§ EXERCISE AIM:
In the data below, convert the lines starting at the one containing "point: throw blanket" and ending at the one containing "column 225, row 278" into a JSON list of strings, one string per line, omitting blank lines. Include only those lines, counting both ends.

Pointing entries for named objects:
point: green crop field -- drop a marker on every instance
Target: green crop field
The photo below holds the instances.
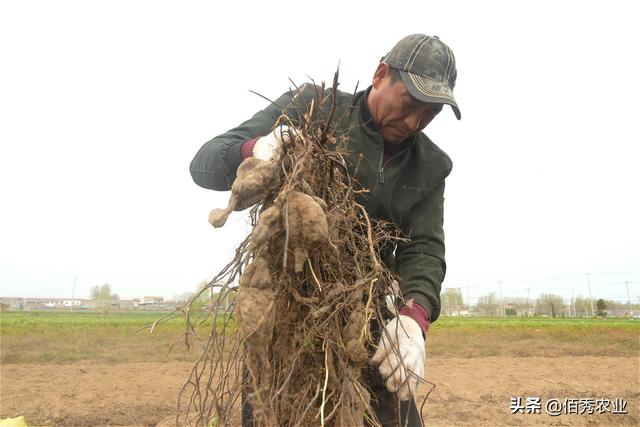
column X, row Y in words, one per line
column 64, row 337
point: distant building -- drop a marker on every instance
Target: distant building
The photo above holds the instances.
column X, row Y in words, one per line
column 12, row 303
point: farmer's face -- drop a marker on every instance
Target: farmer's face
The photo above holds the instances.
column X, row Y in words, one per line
column 396, row 113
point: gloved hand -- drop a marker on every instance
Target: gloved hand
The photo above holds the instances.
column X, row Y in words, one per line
column 266, row 147
column 401, row 355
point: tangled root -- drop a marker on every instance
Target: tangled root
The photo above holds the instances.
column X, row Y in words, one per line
column 310, row 288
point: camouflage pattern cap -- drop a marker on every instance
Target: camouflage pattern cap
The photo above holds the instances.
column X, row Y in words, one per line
column 427, row 67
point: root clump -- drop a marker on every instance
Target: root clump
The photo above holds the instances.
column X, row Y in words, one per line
column 310, row 286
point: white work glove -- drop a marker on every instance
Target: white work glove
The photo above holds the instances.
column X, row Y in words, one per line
column 268, row 146
column 401, row 355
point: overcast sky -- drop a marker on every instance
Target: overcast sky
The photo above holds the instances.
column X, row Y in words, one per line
column 104, row 104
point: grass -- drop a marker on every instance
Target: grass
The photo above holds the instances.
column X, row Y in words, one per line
column 67, row 337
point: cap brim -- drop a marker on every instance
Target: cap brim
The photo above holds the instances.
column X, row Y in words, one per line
column 427, row 90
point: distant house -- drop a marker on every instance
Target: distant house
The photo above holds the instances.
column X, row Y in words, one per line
column 12, row 303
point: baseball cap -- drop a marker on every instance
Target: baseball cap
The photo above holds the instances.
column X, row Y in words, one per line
column 427, row 68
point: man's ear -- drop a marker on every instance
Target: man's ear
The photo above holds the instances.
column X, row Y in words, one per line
column 381, row 73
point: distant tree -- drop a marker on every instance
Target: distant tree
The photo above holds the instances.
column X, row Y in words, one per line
column 488, row 304
column 601, row 305
column 550, row 305
column 452, row 300
column 103, row 293
column 582, row 306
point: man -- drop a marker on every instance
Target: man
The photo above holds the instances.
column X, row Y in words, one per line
column 404, row 172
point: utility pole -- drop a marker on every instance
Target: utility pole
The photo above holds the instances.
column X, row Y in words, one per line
column 501, row 300
column 590, row 297
column 468, row 302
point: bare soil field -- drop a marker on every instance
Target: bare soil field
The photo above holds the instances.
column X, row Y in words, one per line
column 469, row 391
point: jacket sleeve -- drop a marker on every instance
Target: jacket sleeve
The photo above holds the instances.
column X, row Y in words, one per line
column 420, row 261
column 215, row 164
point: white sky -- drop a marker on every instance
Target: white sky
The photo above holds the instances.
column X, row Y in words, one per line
column 103, row 105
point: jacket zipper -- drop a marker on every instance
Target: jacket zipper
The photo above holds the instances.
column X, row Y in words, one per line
column 382, row 164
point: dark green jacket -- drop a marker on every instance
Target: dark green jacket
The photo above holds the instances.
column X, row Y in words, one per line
column 407, row 190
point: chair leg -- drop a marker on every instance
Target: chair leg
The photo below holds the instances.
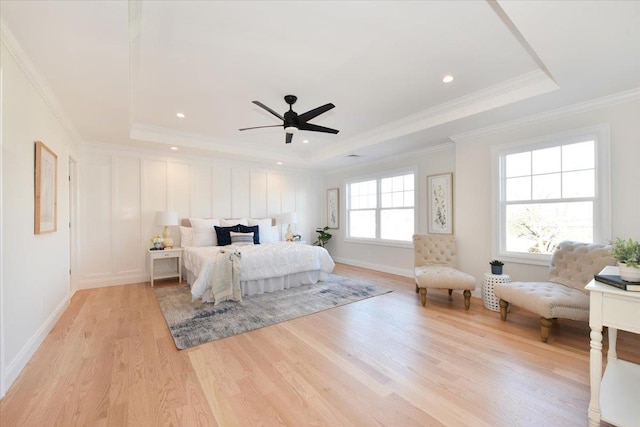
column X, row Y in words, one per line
column 467, row 298
column 545, row 327
column 423, row 296
column 503, row 309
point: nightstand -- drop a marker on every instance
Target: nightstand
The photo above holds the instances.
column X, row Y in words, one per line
column 175, row 253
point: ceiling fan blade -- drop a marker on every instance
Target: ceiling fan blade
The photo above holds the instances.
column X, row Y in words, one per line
column 305, row 117
column 259, row 127
column 261, row 105
column 316, row 128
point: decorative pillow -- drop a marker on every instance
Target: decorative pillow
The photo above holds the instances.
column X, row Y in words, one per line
column 186, row 236
column 231, row 222
column 241, row 239
column 255, row 230
column 204, row 223
column 222, row 233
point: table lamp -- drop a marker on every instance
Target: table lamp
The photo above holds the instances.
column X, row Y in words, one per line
column 167, row 218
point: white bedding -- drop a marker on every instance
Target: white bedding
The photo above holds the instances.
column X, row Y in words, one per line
column 265, row 268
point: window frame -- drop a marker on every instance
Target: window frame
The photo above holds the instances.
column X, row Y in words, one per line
column 600, row 134
column 378, row 178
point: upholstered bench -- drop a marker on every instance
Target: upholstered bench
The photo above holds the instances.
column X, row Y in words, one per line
column 436, row 262
column 563, row 296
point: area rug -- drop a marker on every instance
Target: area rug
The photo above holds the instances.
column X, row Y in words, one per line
column 195, row 323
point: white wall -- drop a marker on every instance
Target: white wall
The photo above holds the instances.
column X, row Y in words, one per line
column 473, row 187
column 120, row 191
column 35, row 283
column 391, row 259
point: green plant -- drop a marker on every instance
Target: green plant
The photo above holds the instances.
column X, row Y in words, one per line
column 323, row 236
column 626, row 251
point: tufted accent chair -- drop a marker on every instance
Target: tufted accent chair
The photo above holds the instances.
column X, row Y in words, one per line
column 436, row 263
column 573, row 265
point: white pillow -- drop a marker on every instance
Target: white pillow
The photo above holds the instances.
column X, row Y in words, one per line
column 204, row 223
column 205, row 237
column 203, row 232
column 233, row 221
column 264, row 228
column 186, row 236
column 241, row 239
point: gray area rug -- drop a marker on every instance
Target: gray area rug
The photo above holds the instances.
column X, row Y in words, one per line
column 195, row 323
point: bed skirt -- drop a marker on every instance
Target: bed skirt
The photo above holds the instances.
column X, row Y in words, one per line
column 272, row 284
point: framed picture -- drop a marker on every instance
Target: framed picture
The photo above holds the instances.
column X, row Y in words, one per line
column 440, row 203
column 333, row 211
column 46, row 186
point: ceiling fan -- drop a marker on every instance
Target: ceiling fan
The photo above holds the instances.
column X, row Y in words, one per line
column 292, row 122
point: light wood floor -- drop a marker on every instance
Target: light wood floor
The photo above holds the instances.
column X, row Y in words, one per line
column 387, row 360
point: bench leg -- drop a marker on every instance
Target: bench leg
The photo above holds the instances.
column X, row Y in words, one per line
column 423, row 296
column 545, row 327
column 467, row 298
column 503, row 309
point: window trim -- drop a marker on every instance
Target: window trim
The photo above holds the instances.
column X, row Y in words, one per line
column 378, row 177
column 602, row 200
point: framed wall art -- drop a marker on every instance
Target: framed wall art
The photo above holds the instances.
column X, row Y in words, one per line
column 440, row 203
column 46, row 203
column 333, row 208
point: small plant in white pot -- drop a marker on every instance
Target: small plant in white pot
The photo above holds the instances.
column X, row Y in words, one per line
column 627, row 252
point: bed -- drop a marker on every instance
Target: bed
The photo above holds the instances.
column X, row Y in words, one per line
column 269, row 266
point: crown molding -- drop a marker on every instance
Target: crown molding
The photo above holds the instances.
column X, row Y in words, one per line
column 570, row 110
column 517, row 89
column 37, row 80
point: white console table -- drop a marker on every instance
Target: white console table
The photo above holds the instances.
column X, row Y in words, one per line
column 615, row 397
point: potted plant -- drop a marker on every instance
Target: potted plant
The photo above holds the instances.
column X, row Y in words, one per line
column 323, row 236
column 496, row 266
column 627, row 252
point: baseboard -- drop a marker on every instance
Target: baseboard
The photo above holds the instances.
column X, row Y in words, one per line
column 376, row 267
column 106, row 281
column 20, row 361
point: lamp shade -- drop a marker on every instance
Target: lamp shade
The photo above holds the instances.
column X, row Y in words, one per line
column 166, row 218
column 289, row 218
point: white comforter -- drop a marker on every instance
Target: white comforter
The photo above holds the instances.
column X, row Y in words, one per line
column 262, row 261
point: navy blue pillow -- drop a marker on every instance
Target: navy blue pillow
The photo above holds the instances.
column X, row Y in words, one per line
column 255, row 229
column 224, row 238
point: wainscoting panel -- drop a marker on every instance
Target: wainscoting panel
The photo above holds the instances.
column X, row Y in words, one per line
column 126, row 216
column 240, row 193
column 258, row 195
column 95, row 217
column 201, row 192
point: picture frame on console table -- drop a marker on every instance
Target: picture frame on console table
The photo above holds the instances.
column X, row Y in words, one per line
column 333, row 208
column 46, row 186
column 440, row 203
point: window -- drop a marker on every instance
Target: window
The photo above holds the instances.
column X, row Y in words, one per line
column 381, row 209
column 552, row 190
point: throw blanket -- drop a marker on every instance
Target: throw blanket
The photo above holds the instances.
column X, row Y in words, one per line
column 225, row 278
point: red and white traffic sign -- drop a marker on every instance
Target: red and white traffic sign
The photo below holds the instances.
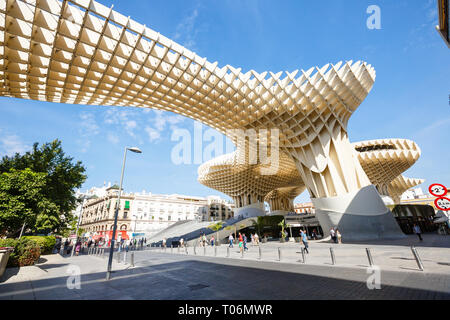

§ THE RESPONSE:
[
  "point: throw blanket -- drop a marker on every instance",
  "Target: throw blanket",
  "The photo above holds the instances.",
  "column X, row Y in words, one per line",
  "column 225, row 278"
]